▶ **Source**
########################################
Everybody gets to ask where something is in Scripture but me?  That doesn't seem very fair.  When I asked I am being snippy. 

So it is just a feeling.  OK.  I dont like to run my theology through feelings.

I can't tell you of I ever rushed ahead of God or not.  I just don't know.


----------



## Madman (Oct 27, 2019)

NE GA Pappy said:


> notice the red text above.. and no, it isn't read because it was the words of Jesus.


Red words of Jesus I like that.  I dont mean to sound snippy, i love this type of conversation.  I just wish we sitting in my livingroom having it.
 it is your premise you can believe as you choose.


----------



## NE GA Pappy (Oct 27, 2019)

Madman said:


> Everybody gets to ask where something is in Scripture but me?  That doesn't seem very fair.  When I asked I am being snippy.
> 
> So it is just a feeling.  OK.  I dont like to run my theology through feelings.
> 
> I can't tell you of I ever rushed ahead of God or not.  I just don't know.



I don't run my theology thru feeling either.  I use scripture.  If scripture doesn't have a specific answer, then all I have left is my  intuition, and it is fallible at best. 

You know you were being snippy with that comment about 'scripture has everything that needs to be known' comment.    I have never said that.  I do believe where there is a need to know something, scripture has the answer.

I have asked multiple times for you to show me where I am wrong, but it doesn't seem that you wish to have that discussion.  and that is fine with me.  I am just trying my best to live and 'work out my own salvation, with fear and trembling' as scripture teaches.

Maybe your walk with God  is far advanced in relation to my walk with God, and He is trying to refine you beyond what I am able to become now.  Maybe not.


----------



## Madman (Oct 27, 2019)

NE GA Pappy said:


> I don't run my theology thru feeling either.  I use scripture.  If scripture doesn't have a specific answer, then all I have left is my  intuition, and it is fallible at best.
> 
> You know you were being snippy with that comment about 'scripture has everything that needs to be known' comment.    I have never said that.  I do believe where there is a need to know something, scripture has the answer.
> 
> ...


Come on Pappy dont get snippy.  I have said there is no way to know and I will add it appears to have worked out for the best.
########################################
▶ **Dataset content**
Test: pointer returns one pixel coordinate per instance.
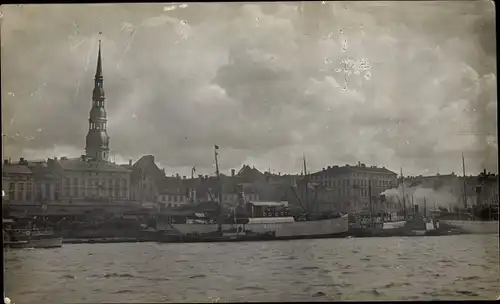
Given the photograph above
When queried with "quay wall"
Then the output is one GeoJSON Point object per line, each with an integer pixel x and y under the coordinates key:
########################################
▶ **What to work on**
a) Please copy everything in the forum thread from "I have asked" down to "as scripture teaches.".
b) In the forum thread, what does NE GA Pappy say is all he has left when scripture lacks a specific answer?
The lines aren't needed for any of this.

▶ **Problem solutions**
a)
I have asked multiple times for you to show me where I am wrong, but it doesn't seem that you wish to have that discussion.  and that is fine with me.  I am just trying my best to live and 'work out my own salvation, with fear and trembling' as scripture teaches.

b) His intuition, which he calls fallible at best.